● **Work instruction**: This exercise calls for every record to be set down again, exactly and in full.

[Start of Attachment]

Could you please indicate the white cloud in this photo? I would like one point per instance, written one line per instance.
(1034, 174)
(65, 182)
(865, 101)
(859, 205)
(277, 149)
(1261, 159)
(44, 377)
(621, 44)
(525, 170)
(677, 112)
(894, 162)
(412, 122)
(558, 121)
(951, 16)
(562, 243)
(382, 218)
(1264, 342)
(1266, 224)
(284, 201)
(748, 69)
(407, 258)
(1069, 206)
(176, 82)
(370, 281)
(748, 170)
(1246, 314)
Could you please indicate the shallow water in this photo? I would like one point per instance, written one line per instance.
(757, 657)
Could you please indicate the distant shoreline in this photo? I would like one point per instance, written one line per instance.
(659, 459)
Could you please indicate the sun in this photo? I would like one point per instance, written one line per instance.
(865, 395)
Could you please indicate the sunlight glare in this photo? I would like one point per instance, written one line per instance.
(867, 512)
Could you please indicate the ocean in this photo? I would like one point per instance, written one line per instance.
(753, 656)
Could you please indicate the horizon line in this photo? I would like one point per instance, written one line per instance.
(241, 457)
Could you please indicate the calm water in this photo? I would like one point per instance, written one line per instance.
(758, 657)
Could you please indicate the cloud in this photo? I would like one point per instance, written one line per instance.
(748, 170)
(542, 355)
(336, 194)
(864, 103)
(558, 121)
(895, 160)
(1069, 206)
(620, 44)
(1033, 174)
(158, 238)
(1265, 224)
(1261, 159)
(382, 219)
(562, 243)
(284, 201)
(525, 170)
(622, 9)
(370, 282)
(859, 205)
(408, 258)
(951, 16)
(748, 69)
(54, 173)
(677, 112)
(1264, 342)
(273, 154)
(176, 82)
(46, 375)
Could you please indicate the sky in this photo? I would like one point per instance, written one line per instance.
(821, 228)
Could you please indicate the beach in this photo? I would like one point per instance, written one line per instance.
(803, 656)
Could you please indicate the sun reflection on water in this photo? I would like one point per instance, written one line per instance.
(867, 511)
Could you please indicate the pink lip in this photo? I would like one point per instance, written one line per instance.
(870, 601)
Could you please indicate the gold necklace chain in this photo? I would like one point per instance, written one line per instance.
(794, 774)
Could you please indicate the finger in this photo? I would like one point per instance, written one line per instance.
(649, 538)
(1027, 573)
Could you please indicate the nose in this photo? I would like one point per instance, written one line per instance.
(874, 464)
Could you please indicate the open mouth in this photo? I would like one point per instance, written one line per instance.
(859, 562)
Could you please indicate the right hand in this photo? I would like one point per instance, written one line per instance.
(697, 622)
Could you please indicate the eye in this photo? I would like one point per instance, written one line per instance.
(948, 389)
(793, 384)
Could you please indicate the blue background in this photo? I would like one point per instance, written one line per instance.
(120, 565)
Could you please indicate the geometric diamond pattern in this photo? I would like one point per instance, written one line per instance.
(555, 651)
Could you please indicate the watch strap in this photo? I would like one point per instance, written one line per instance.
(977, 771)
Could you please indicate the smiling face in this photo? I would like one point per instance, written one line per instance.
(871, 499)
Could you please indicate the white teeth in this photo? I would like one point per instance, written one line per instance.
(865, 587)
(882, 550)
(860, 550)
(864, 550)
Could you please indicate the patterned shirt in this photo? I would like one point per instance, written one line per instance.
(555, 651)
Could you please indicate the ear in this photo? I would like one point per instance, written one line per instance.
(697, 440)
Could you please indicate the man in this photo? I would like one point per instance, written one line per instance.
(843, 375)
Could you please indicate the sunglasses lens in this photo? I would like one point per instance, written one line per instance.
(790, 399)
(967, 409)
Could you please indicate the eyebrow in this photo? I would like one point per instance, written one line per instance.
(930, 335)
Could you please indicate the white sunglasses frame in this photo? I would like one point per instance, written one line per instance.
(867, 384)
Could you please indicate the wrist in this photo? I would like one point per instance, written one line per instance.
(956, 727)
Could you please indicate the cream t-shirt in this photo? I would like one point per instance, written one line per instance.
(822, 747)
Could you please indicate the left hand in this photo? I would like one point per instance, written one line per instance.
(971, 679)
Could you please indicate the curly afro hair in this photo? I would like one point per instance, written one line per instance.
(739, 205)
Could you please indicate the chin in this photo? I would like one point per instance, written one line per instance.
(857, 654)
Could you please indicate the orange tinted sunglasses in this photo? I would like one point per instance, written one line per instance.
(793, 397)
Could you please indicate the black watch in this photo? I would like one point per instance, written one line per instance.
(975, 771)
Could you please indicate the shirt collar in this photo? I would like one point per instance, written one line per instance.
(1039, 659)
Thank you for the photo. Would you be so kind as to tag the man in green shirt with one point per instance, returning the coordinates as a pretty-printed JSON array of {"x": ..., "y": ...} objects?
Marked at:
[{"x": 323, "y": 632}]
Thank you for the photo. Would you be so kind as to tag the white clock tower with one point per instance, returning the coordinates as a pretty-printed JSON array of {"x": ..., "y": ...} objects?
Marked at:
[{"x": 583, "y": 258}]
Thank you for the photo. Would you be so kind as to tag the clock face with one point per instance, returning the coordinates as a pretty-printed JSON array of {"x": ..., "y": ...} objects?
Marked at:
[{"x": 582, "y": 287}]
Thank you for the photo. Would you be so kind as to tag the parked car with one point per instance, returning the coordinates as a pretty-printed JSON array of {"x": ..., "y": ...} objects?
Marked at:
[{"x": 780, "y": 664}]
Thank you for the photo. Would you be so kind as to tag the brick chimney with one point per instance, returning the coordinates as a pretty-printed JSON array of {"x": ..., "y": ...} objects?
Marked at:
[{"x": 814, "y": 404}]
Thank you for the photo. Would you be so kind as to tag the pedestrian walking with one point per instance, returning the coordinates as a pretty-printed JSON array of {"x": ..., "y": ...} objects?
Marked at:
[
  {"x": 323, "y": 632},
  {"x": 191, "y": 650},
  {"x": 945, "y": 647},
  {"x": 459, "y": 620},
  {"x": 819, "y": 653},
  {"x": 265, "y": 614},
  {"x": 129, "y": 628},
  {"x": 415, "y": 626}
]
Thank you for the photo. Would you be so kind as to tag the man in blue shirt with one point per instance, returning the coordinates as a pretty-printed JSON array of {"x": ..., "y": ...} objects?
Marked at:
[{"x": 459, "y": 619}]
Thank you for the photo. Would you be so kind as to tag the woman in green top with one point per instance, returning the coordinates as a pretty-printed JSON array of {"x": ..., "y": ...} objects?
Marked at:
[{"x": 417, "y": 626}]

[End of Attachment]

● **Result**:
Could you please indicate the white cloud in this photo? I would like one point per instance, written one line per instance.
(1034, 174)
(65, 182)
(865, 101)
(859, 205)
(277, 149)
(1261, 159)
(44, 377)
(621, 44)
(525, 170)
(677, 112)
(894, 162)
(412, 122)
(558, 121)
(951, 16)
(562, 243)
(382, 218)
(1264, 342)
(1266, 224)
(284, 201)
(748, 69)
(407, 258)
(1069, 206)
(176, 82)
(370, 281)
(748, 170)
(1246, 314)
Could you please indicate the shallow water in this photo? I would like one point per instance, written one line per instance.
(757, 657)
Could you please indicate the distant shoreline in this photo? I would like one point per instance, written one line per instance.
(659, 459)
Could you please indicate the sun in this photo? I would like one point per instance, written one line per instance.
(865, 395)
Could you please indicate the sunlight glare in this photo? I would like one point per instance, written one line per instance.
(867, 512)
Could you please indicate the ocean in this photo? I would like one point per instance, written one line per instance.
(753, 656)
Could you please indicate the horizon line in this photo? I would like one point per instance, written one line per instance.
(241, 457)
Could you please indicate the calm water in this photo? I would like one point per instance, written one line per instance.
(758, 657)
Could you please indicate the cloud in this photo? I would like one point per instance, written one line per instance.
(748, 170)
(542, 355)
(336, 194)
(864, 103)
(558, 121)
(895, 160)
(1069, 206)
(620, 44)
(1033, 174)
(158, 238)
(1265, 224)
(1261, 159)
(382, 219)
(562, 243)
(284, 201)
(525, 170)
(622, 9)
(370, 282)
(859, 205)
(408, 258)
(951, 16)
(748, 69)
(54, 173)
(677, 112)
(1264, 342)
(273, 154)
(176, 82)
(46, 375)
Could you please indicate the sky in this photo? I would like one point per instance, written one line per instance.
(821, 228)
Could you please indicate the beach in this photo? I would like one point per instance, written one line per instance.
(803, 656)
Could you please indicate the sun reflection on water in this photo? I would like one point per instance, written one line per instance.
(867, 511)
Could you please indicate the pink lip in this photo? I would like one point per instance, written one line per instance.
(870, 601)
Could you please indicate the gold necklace chain in this photo? I would like one point per instance, written one line per instance.
(794, 774)
Could you please indicate the finger in this photo? I would like one point per instance, written one line per instance.
(649, 538)
(1027, 573)
Could you please indicate the nose in this photo? I would like one point per instance, written one line per instance.
(874, 464)
Could you please indicate the open mouth in this photo? I would like one point per instance, written one line per instance.
(859, 562)
Could you please indicate the right hand in this photo? I would like one point per instance, written one line per instance.
(697, 622)
Could you please indicate the eye in this photo? I would like one point per instance, written one line per instance.
(948, 389)
(793, 384)
Could you please indicate the blue background in this photo? I would like one point per instance, written one line per instance.
(120, 565)
Could you please indicate the geometric diamond pattern in this photo? I would like one point per instance, written one line per instance.
(555, 651)
Could you please indicate the watch strap in this photo? I would like one point per instance, written one line per instance.
(977, 771)
Could you please indicate the smiling face in this photo? I would like one point per instance, written one line per instance.
(871, 499)
Could you please indicate the white teeth in this photo? I would like one point per instance, written one line per instance.
(865, 587)
(882, 550)
(860, 550)
(864, 550)
Could you please indicate the patterned shirt in this photo? I would like one point per instance, written one line per instance.
(555, 651)
Could you please indicate the ear in this photo? I would like one point per instance, written one line per instance.
(697, 440)
Could you please indicate the man in this photo? I would like one point per instance, written one line per instance.
(843, 375)
Could you please indicate the sunglasses lens in this photo? I would like one point per instance, written one line per instance.
(790, 399)
(967, 409)
Could you please indicate the eyebrow in this photo? I would like one point per instance, written one line per instance.
(930, 335)
Could you please indicate the white sunglasses frame in this photo? I would like one point per instance, written one line per instance.
(867, 384)
Could you please indicate the wrist in this photo? I would like one point per instance, written one line per instance.
(956, 727)
Could you please indicate the cream t-shirt in this photo? I would like one point per instance, written one line per instance.
(822, 747)
Could you please indicate the left hand in this photo? I would like one point per instance, written one line per instance.
(971, 679)
Could you please indicate the curly afro hair in this photo? I would like one point per instance, written one line per instance.
(739, 205)
Could you please indicate the chin in this photo? I would like one point per instance, written one line per instance.
(857, 654)
Could you please indicate the orange tinted sunglasses in this photo? I would like one point per instance, written one line per instance.
(793, 397)
Could you please indicate the black watch in this photo? I would like one point per instance, written one line per instance.
(975, 771)
Could you please indicate the shirt collar in this photo? I would like one point per instance, written one line per instance.
(1039, 659)
Thank you for the photo. Would you be so kind as to tag the man in green shirt with one point per instance, returning the coordinates as a pretty-printed JSON array of {"x": ..., "y": ...} objects?
Marked at:
[{"x": 323, "y": 632}]
Thank you for the photo. Would you be so kind as to tag the white clock tower with one point per instance, returning the coordinates as a pretty-printed JSON array of {"x": ..., "y": ...} objects?
Marked at:
[{"x": 583, "y": 258}]
Thank you for the photo. Would you be so kind as to tag the clock face with one point per instance, returning the coordinates as a pretty-printed JSON array of {"x": ..., "y": ...} objects?
Marked at:
[{"x": 582, "y": 287}]
Thank you for the photo. Would you be so kind as to tag the parked car with one point per instance, returning the coordinates as a pretty-printed JSON array of {"x": ..., "y": ...} objects?
Marked at:
[{"x": 780, "y": 664}]
Thank you for the photo. Would you be so kind as to tag the brick chimney with one point per instance, returning the coordinates as a pretty-printed JSON array of {"x": ..., "y": ...} objects?
Marked at:
[{"x": 814, "y": 404}]
Thank you for the photo. Would you be so kind as to tag the pedestrian walking with one point per instance, returning the coordinates as a pretty-printed JSON array of {"x": ..., "y": ...} objects?
Marked at:
[
  {"x": 323, "y": 632},
  {"x": 191, "y": 650},
  {"x": 945, "y": 647},
  {"x": 459, "y": 620},
  {"x": 819, "y": 653},
  {"x": 265, "y": 614},
  {"x": 129, "y": 628},
  {"x": 415, "y": 626}
]
Thank you for the photo. Would you be so kind as to tag the man in blue shirt with one point per instance, returning the coordinates as a pretty-printed JSON array of {"x": ..., "y": ...} objects?
Marked at:
[{"x": 459, "y": 619}]
Thank you for the photo. Would you be so kind as to tag the woman in green top with one point per instance, returning the coordinates as a pretty-printed JSON array of {"x": ..., "y": ...} objects?
Marked at:
[{"x": 417, "y": 626}]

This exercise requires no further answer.